** START Page **

Crude reality: The IEA’s 32 member countries unanimously agreed to release 400 million barrels from strategic reserves, in the largest emergency oil release in history. IEA executive director Fatih Birol said the challenges were “unprecedented in scale.” On day 12 of the US-Israel war on Iran, three commercial ships were struck near the Strait of Hormuz, bringing total attacks on shipping to 13 since late February, the UK Maritime Trade Operations reported. Iran’s IRGC naval commander Alireza Tangsiri claimed responsibility for at least one of the attacks in a social media post, saying the Thai-flagged Mayuree Naree had “ignored the warnings” in attempting to cross the strait. Three of the ship’s crew remain missing. Iran’s military command separately announced it was shifting from reciprocal strikes to continuous “strike upon strike” operations, adding it would not allow “a single litre of oil” to pass through the strait to the US, Israel or their partners. “Get ready for the oil barrel to be at USD200 because the oil price depends on the regional security which you have destabilised,” spokesman Ebrahim Zolfaqari said. Meanwhile, for the second time this week Trump suggested the war would end soon, telling Axios there’s “practically nothing left to target,“ only to then tell reporters “we’re not finished yet.” In brief remarks Trump also said “I don’t know about that” when asked about New York Times reporting that a preliminary Pentagon investigation found US forces responsible for the strike on a school in Minab that killed at least 175 people, mostly children. Also, ABC News reported the FBI had warned California police departments that Iran aspired to launch drone attacks from a vessel off the US West Coast, citing an alert reviewed by the outlet. (WSJ)(Bloomberg)(Reuters)(BBC)(NYT)(Capital Brief)
2.
Stay away: Wall Street stocks fell and oil prices rose as markets focused on escalating risks from the war involving Iran, with investors largely looking past a tame inflation report and the record release of emergency crude reserves by the IEA. US crude topped about USD87 a barrel and Brent rose above USD92. US equities fell, with the Dow Jones Industrial Average falling about 0.82% in late trading in New York, the S&P 500 was about 0.31% lower and the Nasdaq down about 0.15%. Meanwhile, Goldman Sachs, Citigroup, HSBC and Standard Chartered closed or emptied Gulf offices after Iran threatened to target US- and Israel-linked financial institutions. Financial stocks were also pressured by concerns the Middle East conflict could lift inflation and hurt growth, alongside worries about AI disrupting financial services and bad loans in private credit portfolios. Energy shares outperformed as crude prices climbed. Adding to the pressure, JPMorgan moved to restrict private credit lending, Apollo said it will move to daily valuation reporting for its funds, and Bloomberg reported Cliffwater’s USD33 billion private credit fund was forced to cap redemptions at 7% after investors sought to redeem 14% of shares in the first quarter, citing a letter to investors. Elsewhere US consumer prices rose 2.4% in February from a year earlier, in line with expectations, though the data preceded the economic fallout from the conflict. And Oracle shares surged after providing stronger-than-expected revenue guidance tied to demand for AI computing. (Capital Brief)(Reuters)(Bloomberg)(WSJ)
3.

** END Page **
** START Records for the exercise **

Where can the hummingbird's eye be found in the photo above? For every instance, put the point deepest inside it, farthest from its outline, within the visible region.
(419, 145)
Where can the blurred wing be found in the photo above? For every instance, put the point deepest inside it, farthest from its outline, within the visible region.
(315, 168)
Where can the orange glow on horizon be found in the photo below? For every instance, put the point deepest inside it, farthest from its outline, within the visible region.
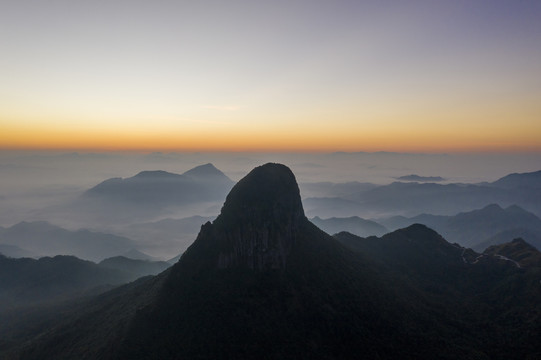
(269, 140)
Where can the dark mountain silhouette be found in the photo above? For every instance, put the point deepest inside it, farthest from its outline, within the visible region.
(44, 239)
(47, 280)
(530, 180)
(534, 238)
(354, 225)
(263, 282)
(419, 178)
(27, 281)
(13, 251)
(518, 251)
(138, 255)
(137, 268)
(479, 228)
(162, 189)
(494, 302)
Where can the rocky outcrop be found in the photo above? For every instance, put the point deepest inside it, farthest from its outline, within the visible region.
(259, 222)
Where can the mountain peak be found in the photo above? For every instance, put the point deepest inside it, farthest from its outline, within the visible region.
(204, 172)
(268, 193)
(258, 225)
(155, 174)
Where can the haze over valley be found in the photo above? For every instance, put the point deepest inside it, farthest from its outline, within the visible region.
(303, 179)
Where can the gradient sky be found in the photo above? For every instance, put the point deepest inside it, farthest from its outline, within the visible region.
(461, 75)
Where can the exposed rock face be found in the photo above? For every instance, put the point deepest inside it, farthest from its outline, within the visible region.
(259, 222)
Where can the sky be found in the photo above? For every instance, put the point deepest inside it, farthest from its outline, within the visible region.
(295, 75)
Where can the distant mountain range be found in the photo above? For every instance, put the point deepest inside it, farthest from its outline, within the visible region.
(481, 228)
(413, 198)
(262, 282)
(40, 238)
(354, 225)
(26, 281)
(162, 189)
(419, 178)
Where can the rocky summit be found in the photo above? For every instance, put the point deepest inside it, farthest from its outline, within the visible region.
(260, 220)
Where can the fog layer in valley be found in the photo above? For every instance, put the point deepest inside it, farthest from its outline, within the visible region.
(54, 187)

** END Records for the exercise **

**Your tasks:**
1. Please list every line in the records that contains the word "dark".
2. Extend the news brief on oil markets and the war on Iran, picking up right after its last line.

**Answers per task:**
1.
Where can the dark mountain silhouette be found in the photo above? For every instance, put the point deepest inside it, farthest from its outline, within the visible region.

2.
Cockroach watch: JPMorgan Chase marked down the value of certain loans held by private credit funds and restricted some lending against them, according to reports. The bank informed private credit lenders it had reduced the value of some loans in their portfolios that serve as collateral, limiting how much they can borrow against them going forward, the Financial Times first reported. One source told Reuters the bank reviewed its financing portfolio “name by name and then sector by sector” and applied valuation marks to some loans, including those with underlying software exposure. The marks refer to adjustments to the loans’ valuations based on the collateral of the fund, the source said, adding the adjustments were not significant. The decisions impact a small cohort of borrowers, have not triggered any material margin calls so far and were done to pre-emptively reduce the amount of credit available to the funds, the FT reported citing the sources. The move is the latest sign of stress in the once-booming but opaque industry, coming after Jamie Dimon last October warned more “cockroaches” would surface. Scrutiny has intensified particularly on loans to software companies, a major borrower base for private credit lenders amid concern AI could disrupt their business models. Elsewhere, Apollo will start reporting monthly NAVs for its private credit funds and eventually move to daily valuations and third-party pricing, asset management co-president John Zito told Bloomberg. (FT)(Bloomberg)(Reuters)(Capital Brief)
4.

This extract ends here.